Goal: Reproduce all of the data that follows, character for character.

Input for this task:

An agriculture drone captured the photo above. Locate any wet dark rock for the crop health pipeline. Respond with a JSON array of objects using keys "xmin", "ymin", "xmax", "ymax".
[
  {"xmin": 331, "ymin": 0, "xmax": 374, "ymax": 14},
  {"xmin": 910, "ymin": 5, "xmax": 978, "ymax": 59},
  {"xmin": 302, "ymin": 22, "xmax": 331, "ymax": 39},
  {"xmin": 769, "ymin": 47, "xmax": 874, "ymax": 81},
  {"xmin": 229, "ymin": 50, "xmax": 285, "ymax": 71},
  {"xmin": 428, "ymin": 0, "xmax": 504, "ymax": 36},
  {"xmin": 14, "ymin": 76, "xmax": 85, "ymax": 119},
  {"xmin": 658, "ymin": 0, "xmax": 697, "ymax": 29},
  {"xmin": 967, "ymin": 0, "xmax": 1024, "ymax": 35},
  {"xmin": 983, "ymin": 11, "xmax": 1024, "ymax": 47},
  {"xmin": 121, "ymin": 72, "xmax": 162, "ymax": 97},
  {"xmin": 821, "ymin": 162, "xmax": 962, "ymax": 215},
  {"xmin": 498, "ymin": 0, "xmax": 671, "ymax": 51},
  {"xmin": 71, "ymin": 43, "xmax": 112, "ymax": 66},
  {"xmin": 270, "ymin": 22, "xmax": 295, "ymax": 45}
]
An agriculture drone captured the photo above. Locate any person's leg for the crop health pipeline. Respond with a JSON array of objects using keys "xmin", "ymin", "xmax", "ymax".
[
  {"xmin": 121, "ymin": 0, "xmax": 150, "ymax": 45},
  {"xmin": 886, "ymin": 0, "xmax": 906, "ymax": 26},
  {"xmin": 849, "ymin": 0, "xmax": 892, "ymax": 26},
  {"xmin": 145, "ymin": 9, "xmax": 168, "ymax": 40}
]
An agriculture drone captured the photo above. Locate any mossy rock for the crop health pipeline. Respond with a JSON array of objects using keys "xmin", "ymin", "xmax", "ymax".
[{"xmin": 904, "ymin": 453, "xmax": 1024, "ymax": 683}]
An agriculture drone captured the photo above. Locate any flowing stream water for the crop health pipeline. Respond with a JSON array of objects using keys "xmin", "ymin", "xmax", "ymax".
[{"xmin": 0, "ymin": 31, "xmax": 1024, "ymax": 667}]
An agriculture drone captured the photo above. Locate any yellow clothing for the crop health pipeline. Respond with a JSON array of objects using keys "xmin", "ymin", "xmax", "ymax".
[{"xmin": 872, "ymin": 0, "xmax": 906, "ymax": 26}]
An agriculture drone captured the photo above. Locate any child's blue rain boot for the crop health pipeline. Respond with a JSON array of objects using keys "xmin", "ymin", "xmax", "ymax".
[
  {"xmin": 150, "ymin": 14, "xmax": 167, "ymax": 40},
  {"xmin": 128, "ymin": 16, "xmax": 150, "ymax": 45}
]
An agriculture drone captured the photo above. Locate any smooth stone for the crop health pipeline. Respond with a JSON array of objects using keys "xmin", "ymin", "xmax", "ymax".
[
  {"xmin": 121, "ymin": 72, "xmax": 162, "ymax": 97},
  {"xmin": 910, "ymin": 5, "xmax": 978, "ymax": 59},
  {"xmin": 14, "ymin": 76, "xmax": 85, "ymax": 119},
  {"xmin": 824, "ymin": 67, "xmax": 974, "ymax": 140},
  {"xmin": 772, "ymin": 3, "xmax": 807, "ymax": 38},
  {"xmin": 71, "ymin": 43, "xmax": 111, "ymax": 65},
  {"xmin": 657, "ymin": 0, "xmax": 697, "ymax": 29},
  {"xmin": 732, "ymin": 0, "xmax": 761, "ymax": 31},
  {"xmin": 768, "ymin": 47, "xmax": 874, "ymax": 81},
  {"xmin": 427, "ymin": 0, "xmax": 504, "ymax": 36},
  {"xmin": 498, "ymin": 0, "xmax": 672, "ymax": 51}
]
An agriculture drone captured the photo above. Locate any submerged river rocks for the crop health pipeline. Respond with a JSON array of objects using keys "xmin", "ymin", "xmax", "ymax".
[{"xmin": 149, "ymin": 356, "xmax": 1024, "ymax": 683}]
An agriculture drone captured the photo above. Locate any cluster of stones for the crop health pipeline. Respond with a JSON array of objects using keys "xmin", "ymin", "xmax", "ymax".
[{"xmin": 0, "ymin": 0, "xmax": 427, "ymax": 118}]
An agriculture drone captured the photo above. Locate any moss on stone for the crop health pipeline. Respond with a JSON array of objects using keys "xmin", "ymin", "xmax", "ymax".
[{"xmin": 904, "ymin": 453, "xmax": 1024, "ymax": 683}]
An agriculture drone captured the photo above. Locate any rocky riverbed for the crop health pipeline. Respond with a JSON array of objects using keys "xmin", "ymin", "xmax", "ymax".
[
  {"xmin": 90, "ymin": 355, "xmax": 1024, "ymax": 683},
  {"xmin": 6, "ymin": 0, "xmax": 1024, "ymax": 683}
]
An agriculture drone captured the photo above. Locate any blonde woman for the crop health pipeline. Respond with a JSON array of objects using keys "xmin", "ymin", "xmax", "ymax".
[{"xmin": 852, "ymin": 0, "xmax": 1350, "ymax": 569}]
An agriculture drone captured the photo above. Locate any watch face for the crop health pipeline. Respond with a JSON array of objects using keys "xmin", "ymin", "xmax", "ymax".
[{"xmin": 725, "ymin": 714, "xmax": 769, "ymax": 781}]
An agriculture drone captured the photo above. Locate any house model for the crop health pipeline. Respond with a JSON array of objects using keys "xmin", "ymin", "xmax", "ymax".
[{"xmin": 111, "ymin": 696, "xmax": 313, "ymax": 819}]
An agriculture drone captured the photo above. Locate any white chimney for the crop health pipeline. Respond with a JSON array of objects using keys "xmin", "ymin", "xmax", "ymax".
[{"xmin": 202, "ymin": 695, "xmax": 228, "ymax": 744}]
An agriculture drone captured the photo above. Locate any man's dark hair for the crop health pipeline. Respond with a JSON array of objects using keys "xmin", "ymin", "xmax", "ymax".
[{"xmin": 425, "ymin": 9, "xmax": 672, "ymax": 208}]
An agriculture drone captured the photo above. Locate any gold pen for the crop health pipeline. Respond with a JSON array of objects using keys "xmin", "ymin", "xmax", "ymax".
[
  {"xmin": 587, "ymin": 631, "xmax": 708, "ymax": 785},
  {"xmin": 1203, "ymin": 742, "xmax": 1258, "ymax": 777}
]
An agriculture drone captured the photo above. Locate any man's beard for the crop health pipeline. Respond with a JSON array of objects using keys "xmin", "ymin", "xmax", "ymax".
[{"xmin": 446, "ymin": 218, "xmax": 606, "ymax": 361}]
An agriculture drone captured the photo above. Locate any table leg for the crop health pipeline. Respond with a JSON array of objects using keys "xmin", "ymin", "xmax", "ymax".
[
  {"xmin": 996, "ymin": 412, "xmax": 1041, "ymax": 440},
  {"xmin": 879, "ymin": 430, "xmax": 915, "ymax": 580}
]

Solution to the problem:
An agriculture drone captured the photo above. Locate any wet dark rock for the crop health pipeline. Respond with a JSON array of objects using keys "xmin", "ymin", "xmax", "ymax".
[
  {"xmin": 331, "ymin": 0, "xmax": 374, "ymax": 14},
  {"xmin": 910, "ymin": 5, "xmax": 978, "ymax": 59},
  {"xmin": 302, "ymin": 22, "xmax": 331, "ymax": 39},
  {"xmin": 769, "ymin": 47, "xmax": 874, "ymax": 81},
  {"xmin": 229, "ymin": 50, "xmax": 285, "ymax": 71},
  {"xmin": 428, "ymin": 0, "xmax": 504, "ymax": 36},
  {"xmin": 14, "ymin": 76, "xmax": 85, "ymax": 119},
  {"xmin": 658, "ymin": 0, "xmax": 697, "ymax": 29},
  {"xmin": 967, "ymin": 0, "xmax": 1024, "ymax": 35},
  {"xmin": 983, "ymin": 11, "xmax": 1024, "ymax": 47},
  {"xmin": 121, "ymin": 72, "xmax": 162, "ymax": 97},
  {"xmin": 821, "ymin": 162, "xmax": 962, "ymax": 215},
  {"xmin": 498, "ymin": 0, "xmax": 671, "ymax": 51},
  {"xmin": 71, "ymin": 43, "xmax": 112, "ymax": 66},
  {"xmin": 270, "ymin": 22, "xmax": 295, "ymax": 45}
]
An agriculture drone captured the photo above. Locate any person's leg for the crop health pipeline. Respond with a JSON array of objects using keys "xmin", "ymin", "xmax", "ymax".
[
  {"xmin": 121, "ymin": 0, "xmax": 150, "ymax": 45},
  {"xmin": 886, "ymin": 0, "xmax": 906, "ymax": 26},
  {"xmin": 849, "ymin": 0, "xmax": 892, "ymax": 26},
  {"xmin": 145, "ymin": 9, "xmax": 168, "ymax": 40}
]
An agriculture drone captured the photo above. Locate any mossy rock for the crop health pipeline. Respond with a JSON array of objects using keys "xmin", "ymin", "xmax", "ymax".
[{"xmin": 904, "ymin": 453, "xmax": 1024, "ymax": 683}]
An agriculture drone captured the photo above. Locate any flowing stream water for the crop health pipeline. Respond with a JSON array of objects using keys "xmin", "ymin", "xmax", "ymax".
[{"xmin": 0, "ymin": 31, "xmax": 1024, "ymax": 667}]
An agriculture drone captured the photo above. Locate any yellow clothing for the crop health pipeline. Respond with a JSON array of objects using keys "xmin", "ymin", "xmax", "ymax".
[{"xmin": 872, "ymin": 0, "xmax": 906, "ymax": 26}]
An agriculture drone captured the photo above. Locate any child's blue rain boot for the crop health pipeline. Respond with a JSON array of objects using keys "xmin", "ymin", "xmax", "ymax".
[
  {"xmin": 150, "ymin": 14, "xmax": 167, "ymax": 40},
  {"xmin": 128, "ymin": 16, "xmax": 150, "ymax": 45}
]
An agriculture drone captured the photo above. Locate any smooth stone for the crop health pipeline. Respond with a JSON array of objects using keys "xmin", "ymin", "xmax", "ymax".
[
  {"xmin": 121, "ymin": 72, "xmax": 162, "ymax": 97},
  {"xmin": 910, "ymin": 5, "xmax": 978, "ymax": 59},
  {"xmin": 14, "ymin": 76, "xmax": 85, "ymax": 119},
  {"xmin": 824, "ymin": 67, "xmax": 974, "ymax": 140},
  {"xmin": 772, "ymin": 3, "xmax": 807, "ymax": 38},
  {"xmin": 71, "ymin": 43, "xmax": 111, "ymax": 65},
  {"xmin": 657, "ymin": 0, "xmax": 697, "ymax": 29},
  {"xmin": 732, "ymin": 0, "xmax": 761, "ymax": 31},
  {"xmin": 768, "ymin": 47, "xmax": 874, "ymax": 81},
  {"xmin": 427, "ymin": 0, "xmax": 504, "ymax": 36},
  {"xmin": 498, "ymin": 0, "xmax": 672, "ymax": 51}
]
An agriculture drone captured the photo above. Locate any submerged river rocks for the crop health pipeline. Respond with a JSON array of objects using keys "xmin", "ymin", "xmax", "ymax".
[{"xmin": 149, "ymin": 356, "xmax": 1024, "ymax": 683}]
An agriculture drone captured the photo above. Locate any cluster of stones for the crop health pipeline. Respond with a JSON array of objects using keys "xmin", "ymin", "xmax", "ymax".
[{"xmin": 0, "ymin": 0, "xmax": 427, "ymax": 118}]
An agriculture drone captured the photo above. Locate any moss on stone for the crop health pipeline. Respond with a JSON array of objects using keys "xmin", "ymin", "xmax", "ymax".
[{"xmin": 904, "ymin": 453, "xmax": 1024, "ymax": 683}]
An agriculture drone captured the photo above. Locate any rocky riverbed for the crop health pipeline. Respond with a JSON array of objects using keys "xmin", "ymin", "xmax", "ymax".
[
  {"xmin": 90, "ymin": 355, "xmax": 1024, "ymax": 683},
  {"xmin": 6, "ymin": 0, "xmax": 1024, "ymax": 683}
]
An agriculture drone captured the photo above. Locate any blonde woman for the crop health pipeline. Respond with a JSON array of objects using keys "xmin", "ymin", "xmax", "ymax".
[{"xmin": 852, "ymin": 0, "xmax": 1350, "ymax": 569}]
An agriculture drone captured the photo above. Locate any watch face for the crop health pipeline. Respond with a JSON array of objects using keys "xmin", "ymin", "xmax", "ymax".
[{"xmin": 725, "ymin": 714, "xmax": 769, "ymax": 781}]
An agriculture drone captured the photo above. Locate any house model for the crop health pipeline. Respond with a JSON array of objects using keys "xmin", "ymin", "xmax", "ymax".
[{"xmin": 111, "ymin": 696, "xmax": 313, "ymax": 819}]
An agriculture drone captured the photo above. Locate any white chimney for the crop health pipeline. Respond with a JSON array of objects using keys "xmin", "ymin", "xmax", "ymax".
[{"xmin": 202, "ymin": 695, "xmax": 228, "ymax": 744}]
An agriculture drone captured the photo above. Locate any man's dark hair for the crop health pipeline. Respond with a JSON array of objects using keys "xmin", "ymin", "xmax", "ymax".
[{"xmin": 425, "ymin": 9, "xmax": 672, "ymax": 208}]
An agriculture drone captured the photo above. Locate any gold pen for the crop health pipeline. Respond with a JSON array of objects using keys "xmin", "ymin", "xmax", "ymax".
[
  {"xmin": 587, "ymin": 631, "xmax": 708, "ymax": 785},
  {"xmin": 1203, "ymin": 742, "xmax": 1258, "ymax": 777}
]
An agriculture drone captured the photo above. Locate any man's beard for the crop health pipeline. Respond with a JSON array of objects using keys "xmin", "ymin", "xmax", "ymax".
[{"xmin": 446, "ymin": 218, "xmax": 606, "ymax": 361}]
An agriculture drone captured the photo above. Locate any table leg for the crop health pipeline. Respond with a JSON array of objects using keys "xmin", "ymin", "xmax", "ymax".
[
  {"xmin": 996, "ymin": 412, "xmax": 1041, "ymax": 440},
  {"xmin": 879, "ymin": 430, "xmax": 915, "ymax": 580}
]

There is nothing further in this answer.